### TASK STATEMENT:
Write out each of the lines below word for word, with nothing changed.

### GIVEN RECORDS:
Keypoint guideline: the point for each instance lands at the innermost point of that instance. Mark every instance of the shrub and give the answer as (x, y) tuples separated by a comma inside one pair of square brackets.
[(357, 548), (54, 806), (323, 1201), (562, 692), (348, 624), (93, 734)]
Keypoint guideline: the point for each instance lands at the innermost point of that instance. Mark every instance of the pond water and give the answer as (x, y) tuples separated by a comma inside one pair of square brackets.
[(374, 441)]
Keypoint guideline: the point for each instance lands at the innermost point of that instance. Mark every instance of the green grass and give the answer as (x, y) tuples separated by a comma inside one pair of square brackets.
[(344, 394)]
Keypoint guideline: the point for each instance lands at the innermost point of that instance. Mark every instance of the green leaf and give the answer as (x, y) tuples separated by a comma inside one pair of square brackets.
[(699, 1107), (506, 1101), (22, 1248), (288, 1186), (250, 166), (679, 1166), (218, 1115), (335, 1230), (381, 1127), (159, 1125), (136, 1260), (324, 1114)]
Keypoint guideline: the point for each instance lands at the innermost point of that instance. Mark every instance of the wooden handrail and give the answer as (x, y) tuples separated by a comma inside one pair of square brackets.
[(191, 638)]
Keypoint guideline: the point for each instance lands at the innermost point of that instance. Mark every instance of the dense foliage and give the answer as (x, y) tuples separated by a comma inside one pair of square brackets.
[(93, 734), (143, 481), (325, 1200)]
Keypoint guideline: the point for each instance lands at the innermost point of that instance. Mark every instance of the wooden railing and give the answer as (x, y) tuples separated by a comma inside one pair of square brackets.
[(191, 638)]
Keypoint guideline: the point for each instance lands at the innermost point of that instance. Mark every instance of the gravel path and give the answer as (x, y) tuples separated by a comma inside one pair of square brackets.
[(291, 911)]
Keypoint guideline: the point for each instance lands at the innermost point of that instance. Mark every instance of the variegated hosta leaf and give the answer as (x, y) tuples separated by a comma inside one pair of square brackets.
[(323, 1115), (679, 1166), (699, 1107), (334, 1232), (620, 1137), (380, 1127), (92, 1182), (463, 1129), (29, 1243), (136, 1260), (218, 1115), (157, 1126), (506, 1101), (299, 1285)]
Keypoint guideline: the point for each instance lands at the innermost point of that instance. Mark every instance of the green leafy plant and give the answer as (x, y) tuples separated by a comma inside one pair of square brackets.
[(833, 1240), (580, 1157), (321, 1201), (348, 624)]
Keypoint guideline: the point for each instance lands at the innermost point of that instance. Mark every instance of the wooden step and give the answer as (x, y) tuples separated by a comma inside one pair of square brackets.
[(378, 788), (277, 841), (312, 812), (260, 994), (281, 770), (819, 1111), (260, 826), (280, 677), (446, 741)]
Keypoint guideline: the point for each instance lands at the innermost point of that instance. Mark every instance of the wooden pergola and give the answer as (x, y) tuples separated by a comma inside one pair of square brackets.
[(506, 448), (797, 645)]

### RESULT OF THE TASK:
Keypoint guideline: the point for each instance lands at the innermost point of that instance. Mark every instance of the shrub and give the answer as (x, y) tuples separated by a comma inside one pair of square brackets.
[(357, 548), (54, 806), (323, 1201), (562, 692), (348, 624), (93, 734)]
Keypoint guideline: the point for each instance lands at the innermost point of that instance. Mark every instance of the pond water and give the answer as (x, y) tuples separated by a comma inside one pair of square brackets.
[(374, 441)]
Keypoint guideline: the point for each instance lands at the innermost point of that instance. Mark every instance of the green grass and give the answer as (x, y) tuples separated by a comma inside one pair of square brackets.
[(344, 394)]
Keypoint guideline: the point for each instance lands at the innermost point of that instance. Mark every instance of the green leaf and give the answer as (x, y) tuples separated by a comma inside one pair of square brackets.
[(699, 1107), (506, 1101), (22, 1248), (288, 1186), (250, 166), (679, 1166), (218, 1115), (335, 1230), (381, 1127), (159, 1125), (136, 1260), (324, 1114)]
Keypoint guideline: the point for each instance lands at the innermost point of that instance. Mark every instance of the wooden handrail and give the answer as (x, y) tuples separated by a comma inside one pair of square brackets.
[(191, 638)]
Keypoint guideline: the point for each instance lands at the innermost point of that instance. Mark every instance of the dense foliage and give the answer as (x, y) tuples separated by a comma inside one pair of square brackets.
[(93, 734), (143, 481), (325, 1200)]
Keypoint guideline: the point for each instance lands at the innermost point of that instance. Mark every instance of the wooden railing and give the answer as (x, y) tuples separated by a comma inside one pair of square brackets.
[(191, 638)]
Keypoint guideline: the point for each instance lands at the innermost point of that instance. Mark every instance of the gravel path and give the answer as (x, y) tuples separated by a comma inside one pair of square brackets.
[(291, 911)]
Keypoint guideline: the point for each instance lands at the innermost point of that instance. Mark every instance of the variegated hosta leaf and give the answer as (x, y) tuples separated by a comma inside one pair of square brackets.
[(323, 1115), (679, 1166), (699, 1107), (334, 1232), (620, 1137), (380, 1127), (92, 1182), (463, 1129), (29, 1243), (136, 1260), (218, 1115), (157, 1126), (506, 1101), (299, 1285)]
Keypoint guideline: the point for each instance lands at the innermost point of that instance. Mark every instance of the green leafy plant and give the answer as (x, y) tuples separated by a comma inside one pair of square brackets.
[(833, 1240), (580, 1157), (321, 1201), (348, 624)]
Keypoint guideline: the point for each instance lands at the innermost point of that instance. Mark every instance of the wooden step and give the answer as (x, y) tuples separated by a comma inside one pair of square brackets.
[(378, 788), (277, 841), (312, 812), (260, 994), (281, 770), (819, 1111), (260, 826), (280, 677), (446, 741)]
Keypoint guideline: the point for each instance lands at the innermost point of that instance. Mark every instance of the wooden pergola and give the answer as (x, y) tuples separated by a comma inside one pair of square brackets.
[(506, 448), (797, 645)]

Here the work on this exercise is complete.